Reading text>
|---|

Re: [PATCH 1/2] seccomp: notify user trap about unused filter

From: Christian Brauner
Date: Thu May 28 2020 - 10:17:06 EST

On Wed, May 27, 2020 at 06:59:54PM -0700, Kees Cook wrote:
> On Thu, May 28, 2020 at 01:16:46AM +0200, Christian Brauner wrote:
> > I'm also starting to think this isn't even possible or currently doable
> > safely.
> > The fdtable in the kernel would end up with a dangling pointer, I would
> > think. Unless you backtrack all fds that still have a reference into the
> > fdtable and refer to that file and close them all in the kernel which I
> > don't think is possible and also sounds very dodgy. This also really
> > seems like we would be breaking a major contract, namely that fds stay
> > valid until userspace calls close, execve(), or exits.
> Right, I think I was just using the wrong words? I was looking at it
> like a pipe, or a socket, where you still have an fd, but reads return
> 0, you might get SIGPIPE, etc. The VFS clearly knows what a
> "disconnected" fd is, and I had assumed there was general logic for it
> to indicate "I'm not here any more".
> I recently did something very similar to the pstore filesystem, but I got
> to cheat with some massive subsystem locks. In that case I needed to clear
> all the inodes out of the tmpfs, so I unlink them all and manage the data
> lifetimes pointing back into the (waiting to be unloaded) backend module
> by NULLing the pointer back, which is safe because of the how the locking
> there happens to work. Any open readers, when they close, will have the
> last ref count dropped, at which point the record itself is released too.
> Back to the seccomp subject: should "all tasks died" be distinguishable
> from "I can't find that notification" in the ioctl()? (i.e. is ENOENT
> sufficient, or does there need to be an EIO or ESRCH there?)

I personally think it's fine as it is but as it might help users if we
reported ESRCH something like the patch below might do.
Actual cleanup of the notifier should still happen in
seccomp_notify_release() imho, and not in __poll_t both conceptually and
also because f_op->release() happens on finaly fput() which punts it to
task_work() which finishes when the task returns from kernel mode (or
exits) - or - if the task is not alive anymore just puts it on the
kernel global workqueue which is perfect for non-high-priority cleanup
stuff. It's better than making __poll_t heavier than it needs to be.
Unless there's an obvious reason not to.

diff --git a/kernel/seccomp.c b/kernel/seccomp.c
index 9fa642d6d549..e6fa03cc4840 100644
--- a/kernel/seccomp.c
+++ b/kernel/seccomp.c
@@ -1221,6 +1221,9 @@ static __poll_t seccomp_notify_poll(struct file *file,

poll_wait(file, &filter->wqh, poll_tab);

+ if (refcount_read(&filter->live) == 0)
+ ret |= EPOLLHUP;
if (mutex_lock_interruptible(&filter->notify_lock) < 0)
return EPOLLERR;

@@ -1231,13 +1234,17 @@ static __poll_t seccomp_notify_poll(struct file *file,
if ((ret & EPOLLIN) && (ret & EPOLLOUT))
+ if ((ret & EPOLLHUP) && cur->state != SECCOMP_NOTIFY_REPLIED) {
+ knotif->state = SECCOMP_NOTIFY_REPLIED;
+ knotif->error = -ESRCH;
+ knotif->val = 0;
+ complete(&knotif->ready);
+ }


- if (refcount_read(&filter->live) == 0)
- ret |= EPOLLHUP;
return ret;

|---|

Given information>
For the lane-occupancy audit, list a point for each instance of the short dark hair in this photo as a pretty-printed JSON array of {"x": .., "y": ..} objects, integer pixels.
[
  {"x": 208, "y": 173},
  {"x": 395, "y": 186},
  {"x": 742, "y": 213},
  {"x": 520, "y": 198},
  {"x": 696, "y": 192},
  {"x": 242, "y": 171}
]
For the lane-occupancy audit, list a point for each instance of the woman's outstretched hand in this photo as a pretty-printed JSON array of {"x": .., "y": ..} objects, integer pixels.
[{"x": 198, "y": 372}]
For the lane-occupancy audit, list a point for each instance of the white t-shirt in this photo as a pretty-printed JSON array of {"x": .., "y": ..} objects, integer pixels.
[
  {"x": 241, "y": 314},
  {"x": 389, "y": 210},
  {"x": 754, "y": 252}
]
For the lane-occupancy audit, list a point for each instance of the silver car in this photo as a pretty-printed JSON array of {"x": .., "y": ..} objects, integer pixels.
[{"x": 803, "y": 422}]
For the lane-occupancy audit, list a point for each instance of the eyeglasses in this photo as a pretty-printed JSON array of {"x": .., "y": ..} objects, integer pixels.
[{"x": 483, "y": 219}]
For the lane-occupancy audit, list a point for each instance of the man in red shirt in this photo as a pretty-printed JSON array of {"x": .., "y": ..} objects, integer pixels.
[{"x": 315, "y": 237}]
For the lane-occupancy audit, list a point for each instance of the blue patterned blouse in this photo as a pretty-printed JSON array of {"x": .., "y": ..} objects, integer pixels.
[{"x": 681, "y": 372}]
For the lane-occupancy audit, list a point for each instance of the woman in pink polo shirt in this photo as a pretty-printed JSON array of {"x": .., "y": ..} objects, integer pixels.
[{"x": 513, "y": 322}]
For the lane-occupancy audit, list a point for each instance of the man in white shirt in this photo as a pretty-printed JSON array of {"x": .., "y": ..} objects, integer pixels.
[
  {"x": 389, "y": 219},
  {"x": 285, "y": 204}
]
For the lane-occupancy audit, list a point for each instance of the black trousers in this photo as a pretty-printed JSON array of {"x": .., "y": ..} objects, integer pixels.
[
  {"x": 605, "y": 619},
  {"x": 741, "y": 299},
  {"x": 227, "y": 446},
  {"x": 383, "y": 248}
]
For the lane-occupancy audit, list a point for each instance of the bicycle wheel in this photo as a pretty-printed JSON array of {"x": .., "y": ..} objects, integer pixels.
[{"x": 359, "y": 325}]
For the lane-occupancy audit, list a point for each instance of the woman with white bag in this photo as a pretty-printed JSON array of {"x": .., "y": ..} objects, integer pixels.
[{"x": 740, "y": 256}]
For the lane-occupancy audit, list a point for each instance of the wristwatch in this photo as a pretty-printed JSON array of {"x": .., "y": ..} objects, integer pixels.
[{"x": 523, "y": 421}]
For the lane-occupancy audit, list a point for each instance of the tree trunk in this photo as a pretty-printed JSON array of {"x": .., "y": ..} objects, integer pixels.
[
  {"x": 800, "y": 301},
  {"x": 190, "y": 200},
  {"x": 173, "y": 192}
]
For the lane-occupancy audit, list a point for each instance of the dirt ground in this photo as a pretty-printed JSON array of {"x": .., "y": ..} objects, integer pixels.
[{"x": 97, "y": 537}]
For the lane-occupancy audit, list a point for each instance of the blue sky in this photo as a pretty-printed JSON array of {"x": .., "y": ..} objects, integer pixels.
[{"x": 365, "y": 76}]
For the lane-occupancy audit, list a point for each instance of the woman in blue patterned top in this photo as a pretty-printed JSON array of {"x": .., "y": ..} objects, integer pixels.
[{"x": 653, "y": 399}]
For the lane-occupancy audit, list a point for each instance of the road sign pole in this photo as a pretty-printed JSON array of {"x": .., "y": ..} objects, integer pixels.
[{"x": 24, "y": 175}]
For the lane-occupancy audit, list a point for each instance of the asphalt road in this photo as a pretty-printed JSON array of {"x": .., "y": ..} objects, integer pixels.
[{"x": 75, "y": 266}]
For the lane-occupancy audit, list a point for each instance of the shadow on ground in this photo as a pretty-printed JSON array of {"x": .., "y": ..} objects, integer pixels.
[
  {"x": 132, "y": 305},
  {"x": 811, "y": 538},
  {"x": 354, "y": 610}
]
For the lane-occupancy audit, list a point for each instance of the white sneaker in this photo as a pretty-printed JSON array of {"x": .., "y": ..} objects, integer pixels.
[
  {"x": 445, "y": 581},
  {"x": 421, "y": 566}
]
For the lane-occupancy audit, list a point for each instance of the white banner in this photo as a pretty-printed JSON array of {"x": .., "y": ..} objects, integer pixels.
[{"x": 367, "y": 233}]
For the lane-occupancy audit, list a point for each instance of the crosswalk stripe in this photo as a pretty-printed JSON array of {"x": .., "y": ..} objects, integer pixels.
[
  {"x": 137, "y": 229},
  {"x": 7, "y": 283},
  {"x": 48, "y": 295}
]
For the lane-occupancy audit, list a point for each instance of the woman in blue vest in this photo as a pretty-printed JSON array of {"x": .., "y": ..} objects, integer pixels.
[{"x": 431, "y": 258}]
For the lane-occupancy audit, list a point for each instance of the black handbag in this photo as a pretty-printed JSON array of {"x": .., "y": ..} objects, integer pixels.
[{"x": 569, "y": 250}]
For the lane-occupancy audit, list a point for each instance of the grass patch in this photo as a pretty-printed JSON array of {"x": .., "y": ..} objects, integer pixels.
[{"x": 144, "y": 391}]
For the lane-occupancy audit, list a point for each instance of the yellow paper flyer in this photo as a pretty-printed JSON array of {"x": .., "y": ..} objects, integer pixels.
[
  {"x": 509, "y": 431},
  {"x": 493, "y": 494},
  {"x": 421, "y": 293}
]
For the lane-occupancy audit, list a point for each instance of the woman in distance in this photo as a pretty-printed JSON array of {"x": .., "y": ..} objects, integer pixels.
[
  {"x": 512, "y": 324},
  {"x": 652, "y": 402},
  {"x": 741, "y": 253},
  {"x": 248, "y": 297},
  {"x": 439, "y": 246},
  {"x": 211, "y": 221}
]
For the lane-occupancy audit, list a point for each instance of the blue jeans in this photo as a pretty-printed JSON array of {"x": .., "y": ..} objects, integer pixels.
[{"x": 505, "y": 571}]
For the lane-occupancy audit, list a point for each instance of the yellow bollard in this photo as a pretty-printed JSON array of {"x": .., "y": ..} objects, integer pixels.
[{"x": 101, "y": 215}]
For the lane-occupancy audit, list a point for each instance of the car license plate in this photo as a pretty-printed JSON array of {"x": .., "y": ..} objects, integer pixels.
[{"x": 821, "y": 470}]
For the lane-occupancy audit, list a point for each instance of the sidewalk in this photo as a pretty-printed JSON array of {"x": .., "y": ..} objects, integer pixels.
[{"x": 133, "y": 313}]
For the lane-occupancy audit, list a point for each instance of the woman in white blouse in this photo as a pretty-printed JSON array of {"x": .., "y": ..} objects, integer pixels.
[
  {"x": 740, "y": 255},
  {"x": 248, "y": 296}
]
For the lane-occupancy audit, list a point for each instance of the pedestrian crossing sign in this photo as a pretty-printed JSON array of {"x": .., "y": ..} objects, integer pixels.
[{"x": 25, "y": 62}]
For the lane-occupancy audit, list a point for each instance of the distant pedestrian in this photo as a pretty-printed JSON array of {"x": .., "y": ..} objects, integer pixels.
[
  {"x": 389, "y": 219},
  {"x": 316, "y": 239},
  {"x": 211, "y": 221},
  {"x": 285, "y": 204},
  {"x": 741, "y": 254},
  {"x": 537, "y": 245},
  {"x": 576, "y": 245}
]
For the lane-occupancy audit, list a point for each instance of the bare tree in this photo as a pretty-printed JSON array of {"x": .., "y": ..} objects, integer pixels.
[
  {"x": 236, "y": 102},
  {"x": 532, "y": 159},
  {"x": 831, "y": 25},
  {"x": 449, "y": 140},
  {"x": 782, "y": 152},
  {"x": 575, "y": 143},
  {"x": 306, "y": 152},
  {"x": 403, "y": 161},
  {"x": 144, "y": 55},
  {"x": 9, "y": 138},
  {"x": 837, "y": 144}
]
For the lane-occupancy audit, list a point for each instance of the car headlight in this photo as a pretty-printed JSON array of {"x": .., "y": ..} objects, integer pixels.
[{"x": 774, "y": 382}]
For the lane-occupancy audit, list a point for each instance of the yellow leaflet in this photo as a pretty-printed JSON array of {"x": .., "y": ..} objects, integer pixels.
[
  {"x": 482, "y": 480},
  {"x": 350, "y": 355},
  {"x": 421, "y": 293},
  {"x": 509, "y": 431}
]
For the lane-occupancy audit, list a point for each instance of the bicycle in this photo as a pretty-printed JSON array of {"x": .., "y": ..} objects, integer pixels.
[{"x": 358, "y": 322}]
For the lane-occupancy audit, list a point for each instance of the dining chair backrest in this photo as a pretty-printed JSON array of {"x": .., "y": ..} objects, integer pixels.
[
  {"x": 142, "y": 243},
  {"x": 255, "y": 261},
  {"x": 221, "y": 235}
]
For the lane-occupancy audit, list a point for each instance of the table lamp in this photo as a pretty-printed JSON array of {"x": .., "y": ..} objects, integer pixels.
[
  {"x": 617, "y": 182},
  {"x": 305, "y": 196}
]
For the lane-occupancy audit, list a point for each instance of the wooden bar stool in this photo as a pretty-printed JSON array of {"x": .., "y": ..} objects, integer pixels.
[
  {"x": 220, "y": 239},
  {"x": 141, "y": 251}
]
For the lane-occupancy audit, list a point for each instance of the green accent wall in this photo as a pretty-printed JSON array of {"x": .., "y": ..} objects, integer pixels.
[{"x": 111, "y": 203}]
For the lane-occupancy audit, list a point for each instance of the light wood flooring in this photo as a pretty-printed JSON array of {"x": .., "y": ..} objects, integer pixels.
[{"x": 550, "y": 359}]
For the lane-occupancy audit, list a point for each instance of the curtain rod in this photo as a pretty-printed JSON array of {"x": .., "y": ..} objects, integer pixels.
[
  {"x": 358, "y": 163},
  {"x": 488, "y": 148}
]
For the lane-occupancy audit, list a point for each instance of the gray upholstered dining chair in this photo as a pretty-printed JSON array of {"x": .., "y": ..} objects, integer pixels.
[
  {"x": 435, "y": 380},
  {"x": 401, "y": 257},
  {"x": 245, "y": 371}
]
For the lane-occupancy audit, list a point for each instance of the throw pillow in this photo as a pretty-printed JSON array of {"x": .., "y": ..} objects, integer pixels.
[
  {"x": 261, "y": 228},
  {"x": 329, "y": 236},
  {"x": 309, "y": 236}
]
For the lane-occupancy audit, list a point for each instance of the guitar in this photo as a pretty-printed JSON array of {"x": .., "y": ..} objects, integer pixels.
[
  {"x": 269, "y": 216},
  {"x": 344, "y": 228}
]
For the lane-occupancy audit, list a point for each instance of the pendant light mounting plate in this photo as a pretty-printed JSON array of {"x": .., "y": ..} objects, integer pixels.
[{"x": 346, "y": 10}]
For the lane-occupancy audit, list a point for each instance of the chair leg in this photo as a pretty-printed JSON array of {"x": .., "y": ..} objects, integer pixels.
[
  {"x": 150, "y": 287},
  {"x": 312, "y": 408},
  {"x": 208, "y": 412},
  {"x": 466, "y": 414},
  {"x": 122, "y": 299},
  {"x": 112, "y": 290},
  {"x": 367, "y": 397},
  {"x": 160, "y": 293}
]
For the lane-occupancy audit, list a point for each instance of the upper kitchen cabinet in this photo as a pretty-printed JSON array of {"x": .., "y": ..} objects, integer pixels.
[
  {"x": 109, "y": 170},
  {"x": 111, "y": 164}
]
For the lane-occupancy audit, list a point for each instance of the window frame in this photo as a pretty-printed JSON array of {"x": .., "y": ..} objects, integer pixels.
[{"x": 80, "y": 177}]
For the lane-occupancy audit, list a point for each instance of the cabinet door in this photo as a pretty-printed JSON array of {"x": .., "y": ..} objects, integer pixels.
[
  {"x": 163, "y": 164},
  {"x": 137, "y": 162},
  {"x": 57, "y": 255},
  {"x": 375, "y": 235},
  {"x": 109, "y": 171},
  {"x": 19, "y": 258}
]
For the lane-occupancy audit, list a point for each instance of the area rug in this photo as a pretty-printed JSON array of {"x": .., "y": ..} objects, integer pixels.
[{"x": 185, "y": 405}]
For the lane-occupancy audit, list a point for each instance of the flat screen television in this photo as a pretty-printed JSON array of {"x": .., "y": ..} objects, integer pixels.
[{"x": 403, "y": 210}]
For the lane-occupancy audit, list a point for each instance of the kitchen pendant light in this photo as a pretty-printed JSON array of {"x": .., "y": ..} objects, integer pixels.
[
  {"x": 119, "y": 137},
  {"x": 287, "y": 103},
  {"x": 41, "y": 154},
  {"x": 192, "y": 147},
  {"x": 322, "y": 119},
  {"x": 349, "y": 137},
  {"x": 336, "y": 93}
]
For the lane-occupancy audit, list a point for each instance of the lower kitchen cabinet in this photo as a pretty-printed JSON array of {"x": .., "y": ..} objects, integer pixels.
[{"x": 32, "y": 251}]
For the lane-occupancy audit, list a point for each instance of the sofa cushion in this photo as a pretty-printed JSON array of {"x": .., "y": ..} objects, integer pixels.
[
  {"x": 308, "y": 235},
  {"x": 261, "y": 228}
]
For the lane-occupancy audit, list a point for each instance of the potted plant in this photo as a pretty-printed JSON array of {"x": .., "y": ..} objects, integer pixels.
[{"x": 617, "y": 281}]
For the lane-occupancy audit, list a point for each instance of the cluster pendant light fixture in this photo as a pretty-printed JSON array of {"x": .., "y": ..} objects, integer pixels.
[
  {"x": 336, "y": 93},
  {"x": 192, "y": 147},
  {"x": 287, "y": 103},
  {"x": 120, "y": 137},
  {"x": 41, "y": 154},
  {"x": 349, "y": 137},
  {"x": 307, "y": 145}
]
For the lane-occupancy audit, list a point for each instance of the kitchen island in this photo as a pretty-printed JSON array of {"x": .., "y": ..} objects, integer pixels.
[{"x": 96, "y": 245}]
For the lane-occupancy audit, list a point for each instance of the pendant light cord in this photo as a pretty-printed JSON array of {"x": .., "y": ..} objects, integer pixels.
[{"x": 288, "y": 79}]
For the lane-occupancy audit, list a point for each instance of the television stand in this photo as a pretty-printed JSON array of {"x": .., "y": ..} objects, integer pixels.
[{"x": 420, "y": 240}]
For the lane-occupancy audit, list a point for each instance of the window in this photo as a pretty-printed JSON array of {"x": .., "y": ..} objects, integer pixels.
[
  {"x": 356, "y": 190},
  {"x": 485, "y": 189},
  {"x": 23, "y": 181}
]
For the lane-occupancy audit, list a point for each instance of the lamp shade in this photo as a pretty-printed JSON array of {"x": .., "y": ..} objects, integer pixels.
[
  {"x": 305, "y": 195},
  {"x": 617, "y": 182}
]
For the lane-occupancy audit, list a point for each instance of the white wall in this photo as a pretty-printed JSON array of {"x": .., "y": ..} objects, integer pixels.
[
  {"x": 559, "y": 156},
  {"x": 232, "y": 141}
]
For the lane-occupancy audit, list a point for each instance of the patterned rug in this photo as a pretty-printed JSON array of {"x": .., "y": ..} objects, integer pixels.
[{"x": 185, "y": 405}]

|---|

Instructions to follow> Rewrite the seccomp reply from "On Wed, May" up to and including "execve(), or exits.", putting "file descriptor table" wherever "fdtable" stands. The listing is material separate from the seccomp reply.

Result of this task>
On Wed, May 27, 2020 at 06:59:54PM -0700, Kees Cook wrote:
> On Thu, May 28, 2020 at 01:16:46AM +0200, Christian Brauner wrote:
> > I'm also starting to think this isn't even possible or currently doable
> > safely.
> > The file descriptor table in the kernel would end up with a dangling pointer, I would
> > think. Unless you backtrack all fds that still have a reference into the
> > file descriptor table and refer to that file and close them all in the kernel which I
> > don't think is possible and also sounds very dodgy. This also really
> > seems like we would be breaking a major contract, namely that fds stay
> > valid until userspace calls close, execve(), or exits.